WORK TASK -> Print out the data below in full, exactly as written.

[Items from a data source]
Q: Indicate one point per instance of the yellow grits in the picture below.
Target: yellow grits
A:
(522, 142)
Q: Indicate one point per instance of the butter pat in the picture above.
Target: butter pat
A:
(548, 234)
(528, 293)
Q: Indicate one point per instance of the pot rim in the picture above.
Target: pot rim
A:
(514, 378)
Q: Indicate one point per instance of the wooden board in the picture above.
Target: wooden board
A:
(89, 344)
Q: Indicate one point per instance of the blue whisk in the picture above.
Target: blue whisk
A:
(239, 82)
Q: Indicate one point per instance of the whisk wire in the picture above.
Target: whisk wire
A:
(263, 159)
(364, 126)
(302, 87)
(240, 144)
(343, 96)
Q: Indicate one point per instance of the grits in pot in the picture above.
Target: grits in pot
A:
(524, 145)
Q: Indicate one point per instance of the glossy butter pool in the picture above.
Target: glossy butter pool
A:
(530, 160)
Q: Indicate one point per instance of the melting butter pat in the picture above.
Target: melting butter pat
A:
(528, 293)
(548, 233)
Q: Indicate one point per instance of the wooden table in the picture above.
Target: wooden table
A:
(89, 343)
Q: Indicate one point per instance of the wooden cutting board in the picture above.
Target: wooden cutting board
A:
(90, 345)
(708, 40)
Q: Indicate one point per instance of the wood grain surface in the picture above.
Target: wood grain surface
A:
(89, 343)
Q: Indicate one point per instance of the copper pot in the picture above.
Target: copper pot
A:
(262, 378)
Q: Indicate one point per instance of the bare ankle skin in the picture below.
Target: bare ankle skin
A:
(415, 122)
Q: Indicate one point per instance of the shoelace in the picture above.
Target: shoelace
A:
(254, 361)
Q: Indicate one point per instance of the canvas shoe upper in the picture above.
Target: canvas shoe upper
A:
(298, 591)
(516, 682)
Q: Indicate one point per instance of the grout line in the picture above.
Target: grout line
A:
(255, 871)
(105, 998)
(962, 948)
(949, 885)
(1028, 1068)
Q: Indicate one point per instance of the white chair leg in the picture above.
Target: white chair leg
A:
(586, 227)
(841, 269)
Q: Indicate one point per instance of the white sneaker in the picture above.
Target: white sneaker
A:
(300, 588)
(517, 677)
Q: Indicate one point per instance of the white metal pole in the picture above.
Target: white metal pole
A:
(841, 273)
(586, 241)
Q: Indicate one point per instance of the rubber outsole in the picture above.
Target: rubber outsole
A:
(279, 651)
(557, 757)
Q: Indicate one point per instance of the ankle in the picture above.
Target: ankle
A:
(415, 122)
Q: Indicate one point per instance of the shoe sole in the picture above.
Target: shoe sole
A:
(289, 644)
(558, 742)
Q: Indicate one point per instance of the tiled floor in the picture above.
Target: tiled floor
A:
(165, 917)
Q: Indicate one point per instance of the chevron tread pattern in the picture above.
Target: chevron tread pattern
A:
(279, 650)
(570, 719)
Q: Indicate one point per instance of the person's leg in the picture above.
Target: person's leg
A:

ANSWER BELOW ->
Q: Indicate one point per instance of the yellow grits in the picture below.
Target: yellow grits
A:
(522, 142)
Q: Indicate one point per instance of the butter pat in the picture above.
Target: butter pat
A:
(548, 234)
(528, 293)
Q: Indicate one point per instance of the pot rim in the picture above.
Target: pot rim
A:
(514, 378)
Q: Indicate one point per instance of the wooden board in the picture above.
Target: wooden board
A:
(89, 344)
Q: Indicate one point per instance of the blue whisk in the picture above.
Target: blue whisk
A:
(239, 82)
Q: Indicate one point per instance of the whisk wire in the picture above.
Target: whisk wire
A:
(263, 159)
(364, 126)
(302, 87)
(240, 144)
(343, 96)
Q: Indicate one point per instance of the grits in pot in the picture above.
Target: grits in pot
A:
(524, 145)
Q: Indicate one point per instance of the glossy butter pool in the picture above.
Target: glossy butter pool
A:
(530, 160)
Q: Indicate one point per instance of the melting butter pat in the picture above.
Target: melting butter pat
A:
(528, 293)
(548, 233)
Q: Indicate one point per instance of the wooden table in the picture above.
Target: wooden table
A:
(89, 343)
Q: Indicate one point per instance of the wooden cutting board in the picture above.
Target: wooden cutting board
A:
(90, 345)
(708, 40)
Q: Indicate one point per instance of the wood grain surface in the picture above.
Target: wood grain surface
A:
(89, 343)
Q: Indicate one point per instance of the copper pot in the picture above.
Target: copper pot
A:
(262, 378)
Q: Indicate one point per instance of the bare ankle skin in the picture below.
Target: bare ankle skin
A:
(415, 122)
Q: Indicate one point per instance of the shoelace in the picture above.
Target: shoelace
A:
(254, 361)
Q: Indicate one point per instance of the canvas shoe upper in the picture above.
Target: canvas shoe upper
A:
(298, 591)
(516, 682)
Q: Indicate one point per instance of the grout line in the picture above.
Target: grout line
A:
(255, 871)
(105, 998)
(962, 948)
(949, 885)
(1028, 1068)
Q: Indicate one point per instance of the white chair leg in the picture above.
Target: white chair leg
A:
(586, 227)
(841, 269)
Q: Indicate one point per instance of the white sneaker in the picture above.
Target: white sneaker
A:
(300, 588)
(517, 677)
Q: Indicate one point per instance of the white metal pole in the picture above.
Target: white metal pole
A:
(841, 273)
(586, 241)
Q: Indicate one point per instance of the rubber outsole in the picture above.
Target: rubber outsole
A:
(279, 651)
(557, 757)
Q: Indicate one point per instance of the ankle in the picture above.
Target: ankle
A:
(415, 122)
Q: Indicate one point per instance of the shoe sole in the picture above.
Target: shoe sole
A:
(289, 644)
(558, 742)
Q: Indicate one point per instance of the tiled floor in the picture above.
Target: tiled floor
A:
(165, 917)
Q: Indicate one point per instance of the chevron tread pattern in the picture above.
Target: chevron tread pattern
A:
(279, 650)
(570, 719)
Q: Indicate one point per instance of the person's leg in the picture above.
Target: person's leg
A:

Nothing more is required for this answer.